** Opening Records to use block **

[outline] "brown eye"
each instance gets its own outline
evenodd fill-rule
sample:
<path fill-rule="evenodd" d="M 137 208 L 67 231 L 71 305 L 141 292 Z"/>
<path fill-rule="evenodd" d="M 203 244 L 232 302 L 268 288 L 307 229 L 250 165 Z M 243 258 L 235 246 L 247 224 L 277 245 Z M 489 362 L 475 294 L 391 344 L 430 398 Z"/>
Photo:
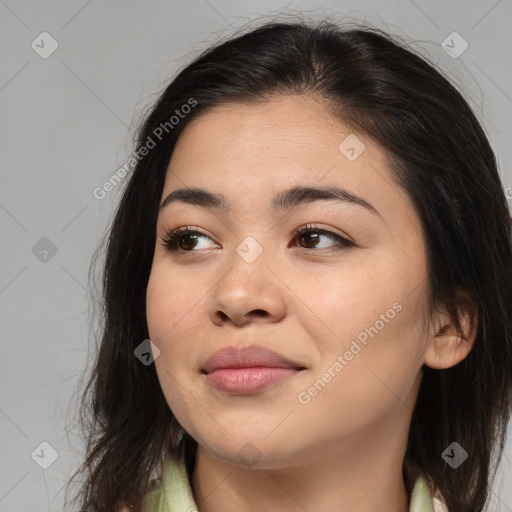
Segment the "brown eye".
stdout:
<path fill-rule="evenodd" d="M 184 249 L 185 251 L 190 251 L 194 249 L 197 245 L 198 236 L 194 233 L 179 235 L 177 238 L 177 244 L 180 249 Z"/>
<path fill-rule="evenodd" d="M 162 237 L 162 245 L 170 252 L 197 252 L 195 249 L 203 238 L 211 240 L 200 231 L 184 227 L 171 231 Z"/>
<path fill-rule="evenodd" d="M 336 244 L 328 247 L 320 247 L 320 249 L 331 249 L 336 251 L 355 245 L 353 242 L 337 235 L 336 233 L 331 233 L 325 229 L 315 228 L 311 225 L 302 226 L 297 229 L 295 233 L 297 234 L 297 240 L 306 245 L 306 247 L 302 246 L 304 249 L 318 249 L 318 245 L 322 240 L 322 237 L 335 240 Z"/>
<path fill-rule="evenodd" d="M 312 247 L 307 247 L 307 249 L 314 249 L 321 236 L 322 235 L 319 235 L 317 232 L 307 231 L 305 233 L 300 234 L 298 236 L 298 239 L 300 241 L 303 241 L 306 245 L 313 244 Z"/>

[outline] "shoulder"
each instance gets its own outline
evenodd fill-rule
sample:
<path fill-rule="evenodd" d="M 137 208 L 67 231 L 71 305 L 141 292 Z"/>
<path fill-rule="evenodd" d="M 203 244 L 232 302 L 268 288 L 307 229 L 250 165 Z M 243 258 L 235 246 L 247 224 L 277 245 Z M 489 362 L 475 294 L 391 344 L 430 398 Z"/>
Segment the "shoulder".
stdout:
<path fill-rule="evenodd" d="M 411 492 L 409 512 L 448 512 L 439 490 L 429 483 L 427 476 L 419 473 Z"/>
<path fill-rule="evenodd" d="M 156 487 L 157 483 L 157 479 L 149 481 L 148 493 L 150 493 Z M 115 512 L 134 512 L 134 510 L 134 508 L 130 507 L 129 505 L 123 502 L 117 507 Z"/>
<path fill-rule="evenodd" d="M 441 497 L 436 495 L 432 498 L 432 503 L 434 505 L 434 512 L 448 512 L 446 504 Z"/>

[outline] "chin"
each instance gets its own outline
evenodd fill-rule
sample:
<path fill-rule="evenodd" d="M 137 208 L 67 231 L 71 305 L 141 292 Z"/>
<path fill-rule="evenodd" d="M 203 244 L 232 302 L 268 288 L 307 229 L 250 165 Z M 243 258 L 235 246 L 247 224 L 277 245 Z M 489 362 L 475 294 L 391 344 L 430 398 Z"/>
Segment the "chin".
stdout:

** Closing Records to use block **

## Action item
Show every line above in which the word "brown" occurs.

## Response
[outline] "brown eye"
Segment the "brown eye".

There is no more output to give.